## What is being asked
Scan the data. Collect each line that contains the word "hood".

## Records for the task
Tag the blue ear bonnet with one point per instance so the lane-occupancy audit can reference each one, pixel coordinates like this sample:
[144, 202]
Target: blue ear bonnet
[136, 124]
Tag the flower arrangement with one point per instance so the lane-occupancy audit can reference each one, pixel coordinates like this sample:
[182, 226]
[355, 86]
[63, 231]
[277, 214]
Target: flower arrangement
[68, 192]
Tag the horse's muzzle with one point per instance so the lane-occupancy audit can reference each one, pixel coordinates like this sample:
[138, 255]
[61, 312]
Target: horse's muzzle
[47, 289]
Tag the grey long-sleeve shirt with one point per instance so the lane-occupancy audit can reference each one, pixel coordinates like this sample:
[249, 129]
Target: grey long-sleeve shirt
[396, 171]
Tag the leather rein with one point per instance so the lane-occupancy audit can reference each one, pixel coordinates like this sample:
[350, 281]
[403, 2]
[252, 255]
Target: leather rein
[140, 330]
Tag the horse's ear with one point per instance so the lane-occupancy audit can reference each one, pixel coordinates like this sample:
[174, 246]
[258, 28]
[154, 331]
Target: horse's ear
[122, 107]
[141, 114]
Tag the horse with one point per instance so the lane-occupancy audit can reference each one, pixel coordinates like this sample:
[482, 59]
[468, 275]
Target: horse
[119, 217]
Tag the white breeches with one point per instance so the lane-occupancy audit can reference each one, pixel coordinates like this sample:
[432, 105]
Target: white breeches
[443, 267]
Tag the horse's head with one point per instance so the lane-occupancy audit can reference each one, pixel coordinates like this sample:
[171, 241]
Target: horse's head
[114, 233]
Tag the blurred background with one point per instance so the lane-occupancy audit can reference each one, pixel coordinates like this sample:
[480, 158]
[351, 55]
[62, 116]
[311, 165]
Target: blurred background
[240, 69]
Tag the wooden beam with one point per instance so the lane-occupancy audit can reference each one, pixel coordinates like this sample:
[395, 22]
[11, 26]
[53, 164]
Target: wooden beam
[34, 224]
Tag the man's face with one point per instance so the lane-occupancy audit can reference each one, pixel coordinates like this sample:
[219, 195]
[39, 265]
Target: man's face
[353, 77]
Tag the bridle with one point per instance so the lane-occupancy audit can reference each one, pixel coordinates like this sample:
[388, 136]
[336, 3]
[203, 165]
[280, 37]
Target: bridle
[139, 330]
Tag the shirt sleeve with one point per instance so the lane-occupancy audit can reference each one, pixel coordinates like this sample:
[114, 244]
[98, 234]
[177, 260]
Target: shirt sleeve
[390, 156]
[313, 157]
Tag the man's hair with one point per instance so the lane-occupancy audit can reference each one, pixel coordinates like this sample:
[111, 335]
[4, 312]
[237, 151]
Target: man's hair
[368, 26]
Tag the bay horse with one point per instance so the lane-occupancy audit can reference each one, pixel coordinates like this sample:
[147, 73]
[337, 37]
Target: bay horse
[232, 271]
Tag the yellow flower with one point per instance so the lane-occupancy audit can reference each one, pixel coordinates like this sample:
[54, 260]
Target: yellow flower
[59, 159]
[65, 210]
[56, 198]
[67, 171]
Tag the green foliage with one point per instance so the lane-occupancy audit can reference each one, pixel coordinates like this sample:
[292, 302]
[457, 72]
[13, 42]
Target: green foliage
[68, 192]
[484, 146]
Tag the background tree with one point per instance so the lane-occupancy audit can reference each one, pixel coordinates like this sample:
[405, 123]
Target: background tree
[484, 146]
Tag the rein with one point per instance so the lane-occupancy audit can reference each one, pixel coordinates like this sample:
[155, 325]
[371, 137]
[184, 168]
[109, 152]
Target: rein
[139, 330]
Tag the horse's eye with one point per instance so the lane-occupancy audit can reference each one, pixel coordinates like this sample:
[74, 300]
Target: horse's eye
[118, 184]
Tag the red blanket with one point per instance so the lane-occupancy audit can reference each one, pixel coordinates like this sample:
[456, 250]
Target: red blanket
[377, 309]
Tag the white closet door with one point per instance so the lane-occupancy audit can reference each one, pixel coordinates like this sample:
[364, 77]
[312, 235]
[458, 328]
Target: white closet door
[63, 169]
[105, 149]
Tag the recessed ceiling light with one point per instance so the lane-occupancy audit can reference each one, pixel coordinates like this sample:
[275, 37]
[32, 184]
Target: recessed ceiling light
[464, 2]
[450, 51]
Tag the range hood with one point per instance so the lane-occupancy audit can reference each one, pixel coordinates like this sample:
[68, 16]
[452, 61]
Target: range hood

## Reply to the task
Tag the range hood with one point per instance so the lane-occupancy audit can reference each one, pixel coordinates like this sample:
Target: range hood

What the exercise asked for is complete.